[Selected passage]
Signal Snapshot
Agriculture Exposure Summary
MOO agriculture ETF analysis — cross-commodity exposure to grain prices, fertilizer costs, and the farm equipment cycle across global agribusiness.
The VanEck Agribusiness ETF (MOO) sits at the intersection of every major agricultural commodity cycle. When grain prices surge, MOO captures the ripple effect through its diversified holdings spanning farm equipment manufacturers, fertilizer producers, seed technology companies, and grain processors. But the relationship is far from simple: rising crop prices create winners and losers within agribusiness itself, and understanding those dynamics is essential for positioning in the agriculture space.
MOO’s top holdings read like a who’s who of global agribusiness: Deere & Company (DE), Archer-Daniels-Midland (ADM), Nutrien (NTR), and Corteva Agriscience (CTVA) together represent nearly 30% of the fund. Each responds differently to grain price movements. Equipment makers benefit from farmer profitability, fertilizer companies see demand pull-through, and seed companies capture pricing power during planting season rallies.
What makes MOO particularly interesting in the current environment is the divergence between upstream and downstream agriculture. A 10% rise in grain prices lifts farm incomes and equipment orders, but simultaneously squeezes livestock producers, food processors, and restaurant chains that depend on cheap agricultural inputs. This report maps the full cross-commodity exposure chain from field to fork.

[Work to do]
a) Answer each question from the passage on the MOO agriculture ETF, one answer per line, marked (i), (ii) and (iii):
(i) Which four companies are named as MOO's top holdings?
(ii) What share of the fund do those four holdings represent together?
(iii) Besides livestock producers, which two groups does a 10% rise in grain prices squeeze?
b) Decide whether each statement agrees with the passage on the MOO agriculture ETF. Answer yes or no, and quote the words from the passage that settle it.
(i) MOO's top four holdings make up more than half of the fund.
(ii) Rising crop prices help all parts of agribusiness alike.
(iii) Seed companies gain pricing power during planting season rallies.
c) Carry the passage on the MOO agriculture ETF forward from the point where it stops.

[Information supplied]

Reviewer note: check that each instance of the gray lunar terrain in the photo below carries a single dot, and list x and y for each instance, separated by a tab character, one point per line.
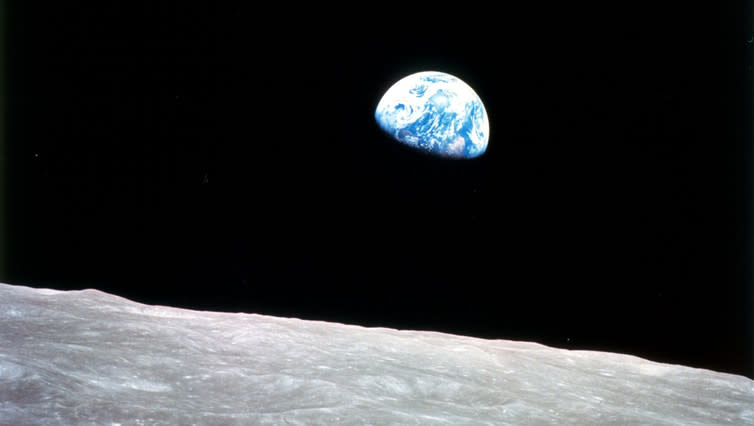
88	357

[Responses to the tasks]
a)
(i) Deere & Company (DE), Archer-Daniels-Midland (ADM), Nutrien (NTR), and Corteva Agriscience (CTVA)
(ii) Nearly 30% of the fund
(iii) Food processors and restaurant chains

b)
(i) No: "together represent nearly 30% of the fund"
(ii) No: "rising crop prices create winners and losers within agribusiness itself"
(iii) Yes: "seed companies capture pricing power during planting season rallies"

c)
Understanding MOO Exposure
The VanEck Agribusiness ETF (MOO) offers diversified exposure to the agriculture cycle, but its composition creates nuanced sensitivity to different commodity price regimes. MOO holds approximately 55 stocks spanning farm equipment, fertilizers, seed technology, grain trading, and animal health. This diversification means MOO never captures 100% of a grain price rally, but it also provides downside protection when any single commodity collapses.
MOO’s largest sector exposure is farm equipment and machinery, led by Deere & Company (DE) at roughly 8% of the fund. This matters because equipment demand lags grain prices by 6-12 months. When soybean and corn prices surge, farmers book record profits and then invest in new tractors and combines during the following planting season. This delayed transmission mechanism means MOO often underperforms pure grain futures during the initial price spike but continues rising after grain prices stabilize.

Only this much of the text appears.